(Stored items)
▼

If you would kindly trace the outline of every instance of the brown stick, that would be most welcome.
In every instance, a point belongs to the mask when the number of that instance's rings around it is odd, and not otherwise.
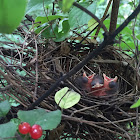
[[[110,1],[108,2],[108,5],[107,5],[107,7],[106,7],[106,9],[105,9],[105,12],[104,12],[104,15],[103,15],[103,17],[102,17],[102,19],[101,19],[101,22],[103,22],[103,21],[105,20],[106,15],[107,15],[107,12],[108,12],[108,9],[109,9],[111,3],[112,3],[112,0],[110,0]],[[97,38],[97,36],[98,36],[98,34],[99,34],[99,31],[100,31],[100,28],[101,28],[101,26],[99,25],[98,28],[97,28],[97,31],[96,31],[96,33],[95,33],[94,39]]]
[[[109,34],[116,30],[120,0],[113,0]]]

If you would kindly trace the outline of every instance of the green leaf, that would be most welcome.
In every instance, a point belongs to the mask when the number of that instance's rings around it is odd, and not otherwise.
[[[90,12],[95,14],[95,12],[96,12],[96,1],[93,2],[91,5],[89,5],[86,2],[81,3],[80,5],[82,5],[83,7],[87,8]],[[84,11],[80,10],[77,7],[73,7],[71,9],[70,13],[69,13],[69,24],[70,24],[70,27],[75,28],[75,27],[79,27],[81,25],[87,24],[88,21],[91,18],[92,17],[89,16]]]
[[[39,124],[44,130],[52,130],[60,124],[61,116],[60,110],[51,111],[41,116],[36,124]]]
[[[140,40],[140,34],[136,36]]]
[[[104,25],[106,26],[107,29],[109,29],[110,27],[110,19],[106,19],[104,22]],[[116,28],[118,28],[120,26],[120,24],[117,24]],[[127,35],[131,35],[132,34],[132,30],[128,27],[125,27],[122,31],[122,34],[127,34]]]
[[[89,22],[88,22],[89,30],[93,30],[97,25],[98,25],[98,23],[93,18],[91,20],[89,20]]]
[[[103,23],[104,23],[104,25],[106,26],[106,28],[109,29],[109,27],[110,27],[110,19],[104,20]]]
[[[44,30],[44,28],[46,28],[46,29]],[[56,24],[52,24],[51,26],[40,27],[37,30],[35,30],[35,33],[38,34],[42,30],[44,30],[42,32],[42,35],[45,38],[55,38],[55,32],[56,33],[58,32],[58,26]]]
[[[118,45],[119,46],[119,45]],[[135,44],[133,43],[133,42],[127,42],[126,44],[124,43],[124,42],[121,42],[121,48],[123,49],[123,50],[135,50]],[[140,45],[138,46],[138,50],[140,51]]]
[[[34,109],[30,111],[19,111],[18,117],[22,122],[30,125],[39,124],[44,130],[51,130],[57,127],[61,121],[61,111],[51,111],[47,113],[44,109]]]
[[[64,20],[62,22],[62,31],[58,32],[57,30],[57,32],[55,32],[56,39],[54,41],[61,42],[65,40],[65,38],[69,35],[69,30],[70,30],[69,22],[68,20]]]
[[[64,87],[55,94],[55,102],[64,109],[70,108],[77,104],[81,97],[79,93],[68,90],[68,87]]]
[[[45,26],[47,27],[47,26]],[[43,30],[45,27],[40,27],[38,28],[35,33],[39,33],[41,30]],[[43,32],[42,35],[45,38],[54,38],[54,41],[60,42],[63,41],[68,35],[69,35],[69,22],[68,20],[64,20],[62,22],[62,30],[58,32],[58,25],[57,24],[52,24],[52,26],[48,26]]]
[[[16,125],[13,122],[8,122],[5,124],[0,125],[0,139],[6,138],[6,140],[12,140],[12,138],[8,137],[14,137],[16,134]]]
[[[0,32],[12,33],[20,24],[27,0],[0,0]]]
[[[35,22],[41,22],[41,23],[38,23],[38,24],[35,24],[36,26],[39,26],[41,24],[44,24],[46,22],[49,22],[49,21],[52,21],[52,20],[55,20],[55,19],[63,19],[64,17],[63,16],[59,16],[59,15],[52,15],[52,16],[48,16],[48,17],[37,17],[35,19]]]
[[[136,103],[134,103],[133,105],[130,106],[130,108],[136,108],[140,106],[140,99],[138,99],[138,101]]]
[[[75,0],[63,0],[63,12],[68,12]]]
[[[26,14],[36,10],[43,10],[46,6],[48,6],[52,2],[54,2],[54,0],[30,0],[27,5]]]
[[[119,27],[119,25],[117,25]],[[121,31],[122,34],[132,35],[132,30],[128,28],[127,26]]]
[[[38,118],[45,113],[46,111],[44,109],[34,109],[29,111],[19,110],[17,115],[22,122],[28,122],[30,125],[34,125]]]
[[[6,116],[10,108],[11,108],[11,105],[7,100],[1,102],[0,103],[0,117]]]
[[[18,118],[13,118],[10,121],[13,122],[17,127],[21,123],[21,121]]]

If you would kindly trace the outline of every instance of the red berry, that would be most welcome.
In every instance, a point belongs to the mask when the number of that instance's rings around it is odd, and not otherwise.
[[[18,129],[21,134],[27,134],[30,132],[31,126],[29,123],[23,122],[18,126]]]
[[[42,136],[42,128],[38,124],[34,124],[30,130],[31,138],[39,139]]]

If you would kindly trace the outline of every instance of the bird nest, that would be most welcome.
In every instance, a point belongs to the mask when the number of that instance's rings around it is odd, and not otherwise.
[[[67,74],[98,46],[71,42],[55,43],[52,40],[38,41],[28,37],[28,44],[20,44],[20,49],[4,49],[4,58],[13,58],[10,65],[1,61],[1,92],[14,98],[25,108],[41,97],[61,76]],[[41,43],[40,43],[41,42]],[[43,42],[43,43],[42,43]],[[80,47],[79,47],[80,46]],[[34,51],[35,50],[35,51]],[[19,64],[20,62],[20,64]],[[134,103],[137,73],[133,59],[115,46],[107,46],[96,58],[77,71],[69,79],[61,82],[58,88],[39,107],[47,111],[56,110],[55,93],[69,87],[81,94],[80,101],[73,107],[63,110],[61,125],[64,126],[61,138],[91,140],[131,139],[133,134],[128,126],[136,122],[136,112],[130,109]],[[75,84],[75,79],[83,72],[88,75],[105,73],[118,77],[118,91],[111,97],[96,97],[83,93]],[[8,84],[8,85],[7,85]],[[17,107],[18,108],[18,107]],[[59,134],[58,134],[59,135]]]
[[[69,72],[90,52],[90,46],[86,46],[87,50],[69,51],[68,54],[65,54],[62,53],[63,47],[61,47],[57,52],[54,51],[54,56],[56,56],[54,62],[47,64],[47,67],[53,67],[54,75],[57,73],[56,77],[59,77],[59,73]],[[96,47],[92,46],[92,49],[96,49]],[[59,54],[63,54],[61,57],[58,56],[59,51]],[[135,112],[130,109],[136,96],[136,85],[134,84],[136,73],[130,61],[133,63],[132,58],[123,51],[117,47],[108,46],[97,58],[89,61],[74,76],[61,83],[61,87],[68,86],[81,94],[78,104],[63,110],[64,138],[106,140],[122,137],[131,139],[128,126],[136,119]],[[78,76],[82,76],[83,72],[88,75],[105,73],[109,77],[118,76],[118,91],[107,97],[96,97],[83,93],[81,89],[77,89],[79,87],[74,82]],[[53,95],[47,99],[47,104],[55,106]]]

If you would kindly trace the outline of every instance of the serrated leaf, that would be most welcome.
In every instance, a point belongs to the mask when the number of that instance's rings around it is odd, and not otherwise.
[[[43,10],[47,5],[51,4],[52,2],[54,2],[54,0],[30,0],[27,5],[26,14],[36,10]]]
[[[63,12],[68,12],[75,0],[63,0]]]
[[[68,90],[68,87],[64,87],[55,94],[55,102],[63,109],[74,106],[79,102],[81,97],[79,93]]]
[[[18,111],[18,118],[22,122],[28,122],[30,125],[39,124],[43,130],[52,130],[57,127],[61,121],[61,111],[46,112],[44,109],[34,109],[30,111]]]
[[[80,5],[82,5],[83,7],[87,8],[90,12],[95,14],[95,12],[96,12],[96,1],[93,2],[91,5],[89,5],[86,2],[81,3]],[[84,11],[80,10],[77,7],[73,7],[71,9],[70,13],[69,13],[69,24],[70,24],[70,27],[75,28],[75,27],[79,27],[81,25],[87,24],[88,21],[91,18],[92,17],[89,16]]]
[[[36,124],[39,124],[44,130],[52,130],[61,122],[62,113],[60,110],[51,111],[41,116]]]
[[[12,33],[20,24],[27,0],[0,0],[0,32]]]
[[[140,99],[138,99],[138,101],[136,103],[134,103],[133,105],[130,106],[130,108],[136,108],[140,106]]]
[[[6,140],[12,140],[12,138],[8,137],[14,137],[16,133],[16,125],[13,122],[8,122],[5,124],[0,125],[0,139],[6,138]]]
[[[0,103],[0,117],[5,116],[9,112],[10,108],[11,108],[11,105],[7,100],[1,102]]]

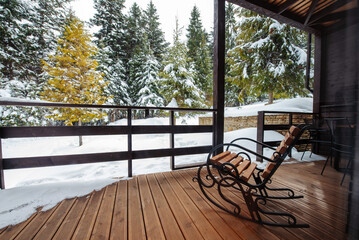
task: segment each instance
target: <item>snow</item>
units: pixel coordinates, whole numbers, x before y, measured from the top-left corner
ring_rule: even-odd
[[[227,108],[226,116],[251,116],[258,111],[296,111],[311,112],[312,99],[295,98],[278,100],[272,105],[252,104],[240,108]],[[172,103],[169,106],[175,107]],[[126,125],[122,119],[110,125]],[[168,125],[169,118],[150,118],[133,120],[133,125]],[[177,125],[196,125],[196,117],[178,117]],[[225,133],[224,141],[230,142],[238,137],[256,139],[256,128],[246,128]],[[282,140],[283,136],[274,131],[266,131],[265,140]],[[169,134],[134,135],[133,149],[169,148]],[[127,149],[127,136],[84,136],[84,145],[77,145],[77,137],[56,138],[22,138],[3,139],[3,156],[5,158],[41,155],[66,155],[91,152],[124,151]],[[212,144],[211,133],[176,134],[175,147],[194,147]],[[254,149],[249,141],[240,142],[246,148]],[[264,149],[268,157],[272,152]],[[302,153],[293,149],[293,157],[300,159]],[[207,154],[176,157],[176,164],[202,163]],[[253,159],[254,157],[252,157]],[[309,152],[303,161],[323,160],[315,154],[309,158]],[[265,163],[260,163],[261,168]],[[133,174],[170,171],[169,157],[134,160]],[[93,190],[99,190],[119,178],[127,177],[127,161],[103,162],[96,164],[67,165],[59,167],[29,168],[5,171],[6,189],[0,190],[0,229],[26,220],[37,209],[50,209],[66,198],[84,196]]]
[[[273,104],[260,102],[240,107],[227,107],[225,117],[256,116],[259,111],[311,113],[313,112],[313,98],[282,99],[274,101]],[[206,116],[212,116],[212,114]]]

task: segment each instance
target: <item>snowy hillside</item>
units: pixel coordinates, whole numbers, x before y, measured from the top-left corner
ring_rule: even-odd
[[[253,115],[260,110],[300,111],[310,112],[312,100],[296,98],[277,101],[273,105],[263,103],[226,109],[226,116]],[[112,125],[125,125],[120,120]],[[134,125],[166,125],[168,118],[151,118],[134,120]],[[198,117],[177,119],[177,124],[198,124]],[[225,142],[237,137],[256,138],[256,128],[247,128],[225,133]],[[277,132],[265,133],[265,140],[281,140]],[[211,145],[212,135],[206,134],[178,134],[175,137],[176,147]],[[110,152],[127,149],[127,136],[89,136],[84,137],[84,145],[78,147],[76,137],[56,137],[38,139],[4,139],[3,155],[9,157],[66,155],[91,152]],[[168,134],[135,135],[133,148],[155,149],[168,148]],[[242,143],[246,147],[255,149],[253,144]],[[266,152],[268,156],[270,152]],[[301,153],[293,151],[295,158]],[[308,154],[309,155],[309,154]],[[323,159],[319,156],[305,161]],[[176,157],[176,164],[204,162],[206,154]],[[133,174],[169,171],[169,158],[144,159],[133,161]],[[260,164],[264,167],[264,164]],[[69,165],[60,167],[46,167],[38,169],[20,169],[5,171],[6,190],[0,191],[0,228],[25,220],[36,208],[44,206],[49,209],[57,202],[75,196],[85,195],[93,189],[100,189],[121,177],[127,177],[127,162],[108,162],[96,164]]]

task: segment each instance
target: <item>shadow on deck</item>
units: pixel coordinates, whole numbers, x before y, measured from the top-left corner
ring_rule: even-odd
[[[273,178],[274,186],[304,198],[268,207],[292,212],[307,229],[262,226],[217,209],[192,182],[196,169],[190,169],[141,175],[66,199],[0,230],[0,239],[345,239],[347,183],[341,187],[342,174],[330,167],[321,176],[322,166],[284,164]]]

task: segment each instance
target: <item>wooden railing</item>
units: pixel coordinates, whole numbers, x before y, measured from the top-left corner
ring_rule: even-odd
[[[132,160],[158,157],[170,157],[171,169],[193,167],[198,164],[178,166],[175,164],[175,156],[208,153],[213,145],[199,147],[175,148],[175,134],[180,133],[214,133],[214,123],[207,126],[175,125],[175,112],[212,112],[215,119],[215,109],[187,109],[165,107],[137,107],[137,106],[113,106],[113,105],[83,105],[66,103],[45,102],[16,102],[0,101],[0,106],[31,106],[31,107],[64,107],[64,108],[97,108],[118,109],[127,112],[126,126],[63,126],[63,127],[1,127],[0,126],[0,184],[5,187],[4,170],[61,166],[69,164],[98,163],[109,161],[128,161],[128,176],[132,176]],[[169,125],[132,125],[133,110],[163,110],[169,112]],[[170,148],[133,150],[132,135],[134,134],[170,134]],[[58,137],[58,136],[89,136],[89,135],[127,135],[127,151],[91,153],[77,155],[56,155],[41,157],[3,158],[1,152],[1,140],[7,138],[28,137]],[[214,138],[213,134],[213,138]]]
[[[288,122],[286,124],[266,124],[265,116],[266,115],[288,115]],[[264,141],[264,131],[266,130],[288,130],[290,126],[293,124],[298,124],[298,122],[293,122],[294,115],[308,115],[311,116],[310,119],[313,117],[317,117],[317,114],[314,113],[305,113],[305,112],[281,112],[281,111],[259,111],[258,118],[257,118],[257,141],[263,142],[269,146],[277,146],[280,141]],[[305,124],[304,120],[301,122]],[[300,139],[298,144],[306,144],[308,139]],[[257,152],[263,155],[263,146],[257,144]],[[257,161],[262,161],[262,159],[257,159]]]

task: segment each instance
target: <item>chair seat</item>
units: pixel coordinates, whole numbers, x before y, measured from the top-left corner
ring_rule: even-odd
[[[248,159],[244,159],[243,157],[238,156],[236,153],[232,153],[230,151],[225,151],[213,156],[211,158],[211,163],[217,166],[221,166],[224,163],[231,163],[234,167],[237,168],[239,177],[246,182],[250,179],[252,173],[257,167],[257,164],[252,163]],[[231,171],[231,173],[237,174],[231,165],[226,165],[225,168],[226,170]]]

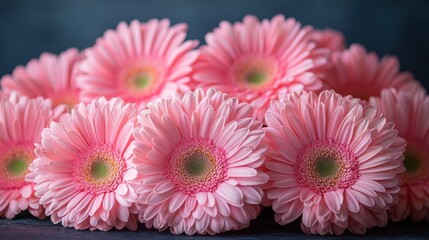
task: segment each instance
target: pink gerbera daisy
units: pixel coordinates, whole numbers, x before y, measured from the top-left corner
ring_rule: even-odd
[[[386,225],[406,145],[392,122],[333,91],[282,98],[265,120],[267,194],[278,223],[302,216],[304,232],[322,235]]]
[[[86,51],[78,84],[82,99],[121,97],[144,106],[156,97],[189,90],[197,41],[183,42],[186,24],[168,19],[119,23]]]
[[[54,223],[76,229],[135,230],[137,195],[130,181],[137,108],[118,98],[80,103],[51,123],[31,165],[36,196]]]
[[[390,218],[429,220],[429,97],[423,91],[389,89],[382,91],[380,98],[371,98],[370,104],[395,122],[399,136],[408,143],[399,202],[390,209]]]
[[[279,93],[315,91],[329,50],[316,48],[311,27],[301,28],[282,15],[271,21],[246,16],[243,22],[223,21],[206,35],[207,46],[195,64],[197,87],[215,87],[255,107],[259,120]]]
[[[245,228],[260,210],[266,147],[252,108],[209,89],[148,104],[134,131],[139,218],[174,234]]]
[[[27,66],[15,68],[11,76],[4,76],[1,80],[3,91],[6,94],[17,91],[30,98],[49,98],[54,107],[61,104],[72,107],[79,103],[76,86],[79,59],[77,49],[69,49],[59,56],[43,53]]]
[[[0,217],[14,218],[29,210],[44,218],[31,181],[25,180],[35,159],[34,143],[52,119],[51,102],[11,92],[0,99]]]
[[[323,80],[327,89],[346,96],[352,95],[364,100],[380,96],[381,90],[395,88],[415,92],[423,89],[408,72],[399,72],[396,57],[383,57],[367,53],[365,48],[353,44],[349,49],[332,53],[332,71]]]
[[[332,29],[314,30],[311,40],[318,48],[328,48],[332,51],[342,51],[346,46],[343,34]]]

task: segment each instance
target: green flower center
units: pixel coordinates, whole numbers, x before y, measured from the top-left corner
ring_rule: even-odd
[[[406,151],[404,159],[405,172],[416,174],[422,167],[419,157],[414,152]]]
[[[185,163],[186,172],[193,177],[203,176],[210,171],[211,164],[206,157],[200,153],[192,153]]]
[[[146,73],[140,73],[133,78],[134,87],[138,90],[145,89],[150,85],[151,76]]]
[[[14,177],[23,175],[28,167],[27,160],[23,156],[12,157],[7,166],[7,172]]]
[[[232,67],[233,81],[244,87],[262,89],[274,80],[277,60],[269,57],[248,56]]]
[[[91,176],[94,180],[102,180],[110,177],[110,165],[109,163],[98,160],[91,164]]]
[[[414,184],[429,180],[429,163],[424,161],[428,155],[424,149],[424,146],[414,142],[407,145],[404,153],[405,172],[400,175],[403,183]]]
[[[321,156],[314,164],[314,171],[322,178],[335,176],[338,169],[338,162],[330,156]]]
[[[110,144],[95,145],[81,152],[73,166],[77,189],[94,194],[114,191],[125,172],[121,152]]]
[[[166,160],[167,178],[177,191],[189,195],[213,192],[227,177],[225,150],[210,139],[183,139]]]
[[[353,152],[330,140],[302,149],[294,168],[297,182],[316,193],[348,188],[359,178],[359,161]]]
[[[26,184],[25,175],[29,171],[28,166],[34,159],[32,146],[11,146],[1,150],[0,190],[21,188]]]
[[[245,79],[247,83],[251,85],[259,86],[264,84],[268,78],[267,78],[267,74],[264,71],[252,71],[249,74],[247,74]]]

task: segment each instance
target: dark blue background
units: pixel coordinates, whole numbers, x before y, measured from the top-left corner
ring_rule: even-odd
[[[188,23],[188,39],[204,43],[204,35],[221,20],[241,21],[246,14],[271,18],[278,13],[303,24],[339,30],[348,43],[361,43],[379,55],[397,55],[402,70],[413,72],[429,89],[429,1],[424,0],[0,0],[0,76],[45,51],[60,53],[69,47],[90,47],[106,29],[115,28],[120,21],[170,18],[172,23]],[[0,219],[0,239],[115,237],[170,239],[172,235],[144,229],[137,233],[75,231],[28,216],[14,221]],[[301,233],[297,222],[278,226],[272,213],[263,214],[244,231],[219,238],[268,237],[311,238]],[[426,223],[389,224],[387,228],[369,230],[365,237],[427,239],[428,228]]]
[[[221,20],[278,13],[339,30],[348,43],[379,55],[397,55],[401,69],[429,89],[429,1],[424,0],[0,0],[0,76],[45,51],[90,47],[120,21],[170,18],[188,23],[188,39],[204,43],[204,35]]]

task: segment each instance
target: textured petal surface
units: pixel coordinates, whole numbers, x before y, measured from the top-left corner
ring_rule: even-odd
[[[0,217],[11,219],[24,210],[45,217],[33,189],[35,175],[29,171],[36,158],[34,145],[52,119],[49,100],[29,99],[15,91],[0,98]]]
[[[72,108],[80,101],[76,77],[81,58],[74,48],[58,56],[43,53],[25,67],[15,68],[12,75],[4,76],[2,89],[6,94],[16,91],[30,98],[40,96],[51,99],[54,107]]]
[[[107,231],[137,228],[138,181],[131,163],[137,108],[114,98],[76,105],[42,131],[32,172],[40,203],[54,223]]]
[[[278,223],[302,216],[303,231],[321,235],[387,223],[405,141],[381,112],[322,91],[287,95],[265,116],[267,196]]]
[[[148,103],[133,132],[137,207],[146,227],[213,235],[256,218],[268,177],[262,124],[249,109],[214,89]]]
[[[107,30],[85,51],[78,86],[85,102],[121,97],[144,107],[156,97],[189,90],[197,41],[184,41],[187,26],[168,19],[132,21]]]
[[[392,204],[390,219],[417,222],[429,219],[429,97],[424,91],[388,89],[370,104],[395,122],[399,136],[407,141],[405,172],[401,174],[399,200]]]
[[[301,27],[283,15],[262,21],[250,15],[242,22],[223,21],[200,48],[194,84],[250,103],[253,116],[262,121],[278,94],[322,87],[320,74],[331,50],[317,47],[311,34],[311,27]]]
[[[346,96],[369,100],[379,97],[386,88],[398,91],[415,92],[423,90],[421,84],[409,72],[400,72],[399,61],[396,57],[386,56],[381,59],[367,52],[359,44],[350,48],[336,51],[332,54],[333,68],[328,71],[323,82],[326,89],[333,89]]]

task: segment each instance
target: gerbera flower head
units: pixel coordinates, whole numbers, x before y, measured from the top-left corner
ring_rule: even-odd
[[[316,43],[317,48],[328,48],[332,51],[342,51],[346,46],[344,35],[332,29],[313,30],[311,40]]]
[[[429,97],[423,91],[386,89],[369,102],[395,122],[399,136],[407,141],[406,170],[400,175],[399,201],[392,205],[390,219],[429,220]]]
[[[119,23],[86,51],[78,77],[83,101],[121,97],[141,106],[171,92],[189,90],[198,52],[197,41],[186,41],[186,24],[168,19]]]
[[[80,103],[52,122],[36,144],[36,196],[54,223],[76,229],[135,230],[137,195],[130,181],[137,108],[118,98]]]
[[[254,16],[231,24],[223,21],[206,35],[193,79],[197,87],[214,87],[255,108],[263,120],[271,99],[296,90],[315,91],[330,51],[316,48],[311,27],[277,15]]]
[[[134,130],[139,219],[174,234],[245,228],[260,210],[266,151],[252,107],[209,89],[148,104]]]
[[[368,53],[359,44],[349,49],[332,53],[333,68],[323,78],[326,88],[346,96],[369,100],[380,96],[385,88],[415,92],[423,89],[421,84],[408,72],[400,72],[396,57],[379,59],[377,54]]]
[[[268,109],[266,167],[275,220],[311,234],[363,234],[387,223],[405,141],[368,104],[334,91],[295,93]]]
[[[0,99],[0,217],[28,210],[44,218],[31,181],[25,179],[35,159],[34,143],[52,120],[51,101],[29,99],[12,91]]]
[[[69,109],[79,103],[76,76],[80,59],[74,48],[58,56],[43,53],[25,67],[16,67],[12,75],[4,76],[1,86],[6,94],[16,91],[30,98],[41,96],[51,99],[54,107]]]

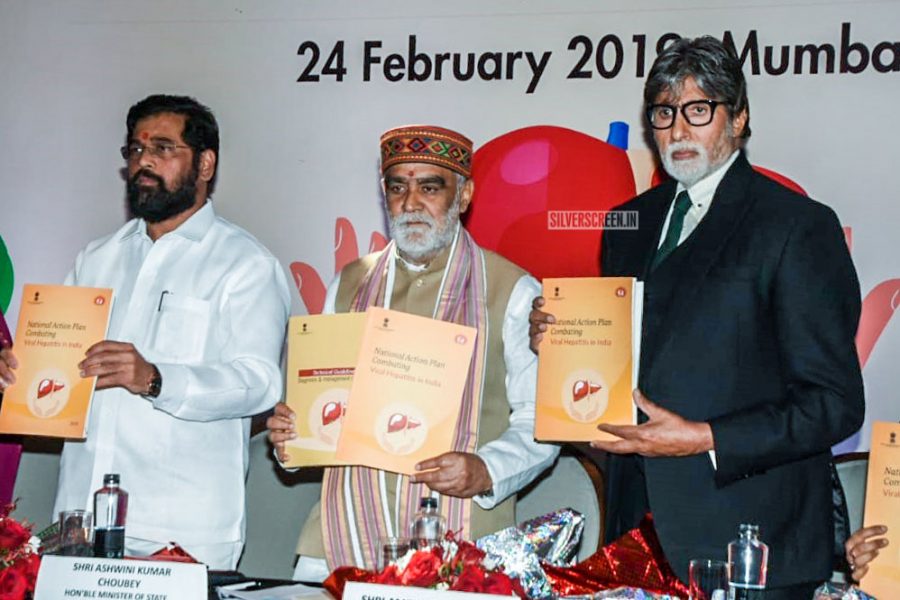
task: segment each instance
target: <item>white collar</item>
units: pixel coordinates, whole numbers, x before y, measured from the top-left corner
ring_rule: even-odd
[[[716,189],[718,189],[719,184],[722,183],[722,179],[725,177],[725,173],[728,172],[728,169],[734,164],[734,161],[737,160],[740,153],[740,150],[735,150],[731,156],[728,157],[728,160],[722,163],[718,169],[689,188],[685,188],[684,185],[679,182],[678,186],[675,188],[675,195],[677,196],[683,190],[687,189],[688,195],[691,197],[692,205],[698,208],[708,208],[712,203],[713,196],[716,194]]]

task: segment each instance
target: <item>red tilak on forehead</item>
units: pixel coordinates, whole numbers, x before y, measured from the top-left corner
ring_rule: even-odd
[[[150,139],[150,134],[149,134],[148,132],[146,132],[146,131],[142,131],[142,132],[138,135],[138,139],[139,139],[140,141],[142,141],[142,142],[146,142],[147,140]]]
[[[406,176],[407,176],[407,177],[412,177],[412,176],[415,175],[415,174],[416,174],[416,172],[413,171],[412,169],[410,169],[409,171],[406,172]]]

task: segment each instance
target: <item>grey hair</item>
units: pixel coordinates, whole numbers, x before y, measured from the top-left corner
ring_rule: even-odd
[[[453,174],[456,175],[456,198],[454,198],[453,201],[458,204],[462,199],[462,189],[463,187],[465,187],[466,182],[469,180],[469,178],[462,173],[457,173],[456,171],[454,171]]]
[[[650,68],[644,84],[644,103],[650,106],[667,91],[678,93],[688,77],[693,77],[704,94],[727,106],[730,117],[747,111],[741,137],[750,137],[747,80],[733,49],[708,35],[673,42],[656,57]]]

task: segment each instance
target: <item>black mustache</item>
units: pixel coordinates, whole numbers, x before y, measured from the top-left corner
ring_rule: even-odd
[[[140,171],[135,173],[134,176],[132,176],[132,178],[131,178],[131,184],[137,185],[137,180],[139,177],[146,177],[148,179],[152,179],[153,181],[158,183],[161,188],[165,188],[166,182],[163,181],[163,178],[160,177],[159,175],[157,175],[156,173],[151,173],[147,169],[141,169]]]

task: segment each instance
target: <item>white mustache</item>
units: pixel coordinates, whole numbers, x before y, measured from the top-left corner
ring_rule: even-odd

▲

INSTRUCTIONS FOR THE TASK: Transcribe, word for word, every line from the one containing "target: <item>white mustache</item>" through the final line of the entries, and nothing else.

YOUR SOLUTION:
target: <item>white mustache</item>
units: pixel coordinates, whole numbers, x before y, measured from the top-left corner
ring_rule: even-odd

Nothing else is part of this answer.